> **RECORDS TO PROCESS**:
⁂

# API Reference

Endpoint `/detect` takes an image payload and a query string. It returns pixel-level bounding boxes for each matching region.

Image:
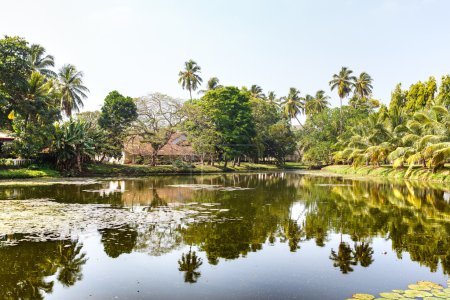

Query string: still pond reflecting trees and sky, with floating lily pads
[0,172,450,299]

⁂

Copy the records exactly, minus any pictures.

> **RESULT OF THIS TASK**:
# API Reference

Endpoint `/detect` takes an image payload and a query string. It returns pixel-level bounding boxes for each matching region.

Image:

Query string: still pond reflecting trees and sky, with floating lily pads
[0,172,450,299]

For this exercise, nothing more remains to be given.